#### RECORD SET ####

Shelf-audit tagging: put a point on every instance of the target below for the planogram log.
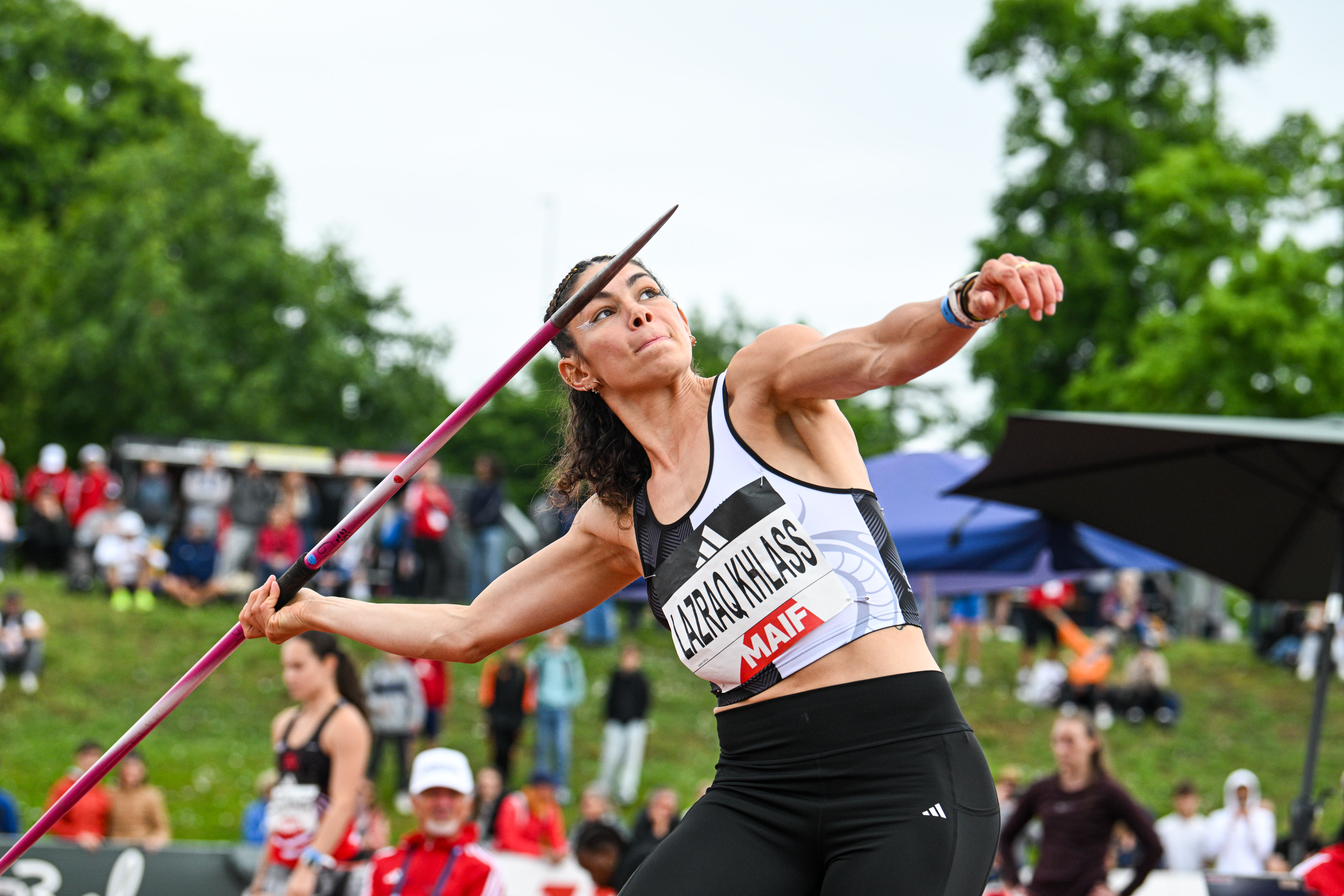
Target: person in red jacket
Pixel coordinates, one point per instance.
(440, 858)
(437, 683)
(86, 823)
(51, 475)
(530, 821)
(93, 480)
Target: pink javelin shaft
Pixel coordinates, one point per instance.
(307, 566)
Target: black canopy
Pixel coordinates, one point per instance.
(1254, 502)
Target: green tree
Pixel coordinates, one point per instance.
(144, 280)
(1108, 120)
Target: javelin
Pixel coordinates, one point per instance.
(307, 566)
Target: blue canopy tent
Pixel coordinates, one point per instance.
(953, 545)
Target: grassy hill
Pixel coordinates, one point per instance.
(105, 670)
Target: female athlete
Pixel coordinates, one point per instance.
(846, 763)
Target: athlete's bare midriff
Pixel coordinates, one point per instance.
(889, 652)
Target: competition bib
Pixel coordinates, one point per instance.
(745, 588)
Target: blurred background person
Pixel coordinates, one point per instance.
(93, 480)
(86, 823)
(9, 503)
(51, 475)
(138, 812)
(1240, 837)
(966, 614)
(485, 512)
(627, 727)
(396, 715)
(436, 680)
(191, 566)
(255, 813)
(656, 820)
(530, 821)
(431, 511)
(1183, 831)
(46, 534)
(509, 696)
(1079, 808)
(23, 637)
(561, 686)
(127, 561)
(206, 489)
(322, 750)
(279, 543)
(252, 500)
(490, 792)
(440, 858)
(154, 502)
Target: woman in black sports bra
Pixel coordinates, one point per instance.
(847, 766)
(322, 747)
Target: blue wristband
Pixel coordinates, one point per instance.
(948, 316)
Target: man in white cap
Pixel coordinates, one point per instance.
(440, 858)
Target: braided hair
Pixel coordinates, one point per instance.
(600, 455)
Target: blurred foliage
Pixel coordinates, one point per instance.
(144, 280)
(1159, 219)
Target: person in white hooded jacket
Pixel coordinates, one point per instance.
(1240, 837)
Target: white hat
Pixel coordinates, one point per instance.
(93, 453)
(441, 768)
(51, 460)
(131, 524)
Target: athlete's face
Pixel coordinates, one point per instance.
(306, 675)
(630, 338)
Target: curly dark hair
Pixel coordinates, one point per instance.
(600, 456)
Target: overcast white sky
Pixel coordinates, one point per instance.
(831, 160)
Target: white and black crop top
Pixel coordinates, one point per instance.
(767, 574)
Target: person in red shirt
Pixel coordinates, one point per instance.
(437, 683)
(86, 823)
(530, 821)
(431, 510)
(51, 476)
(440, 858)
(279, 543)
(92, 489)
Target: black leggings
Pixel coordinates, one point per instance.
(873, 786)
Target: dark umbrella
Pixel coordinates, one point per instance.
(1254, 502)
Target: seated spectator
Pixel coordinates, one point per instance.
(595, 809)
(530, 821)
(9, 496)
(139, 813)
(486, 805)
(125, 559)
(658, 819)
(440, 858)
(396, 714)
(609, 858)
(154, 502)
(1088, 671)
(191, 566)
(46, 534)
(255, 815)
(86, 823)
(1183, 831)
(10, 817)
(92, 484)
(1240, 837)
(279, 543)
(22, 643)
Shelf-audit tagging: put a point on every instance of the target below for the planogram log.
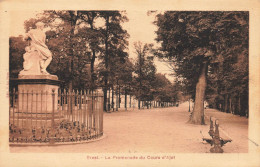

####

EXERCISE DESCRIPTION
How many lines in the entries above hold the string "person"? Answer with the number and nothing more.

ANSWER BOX
4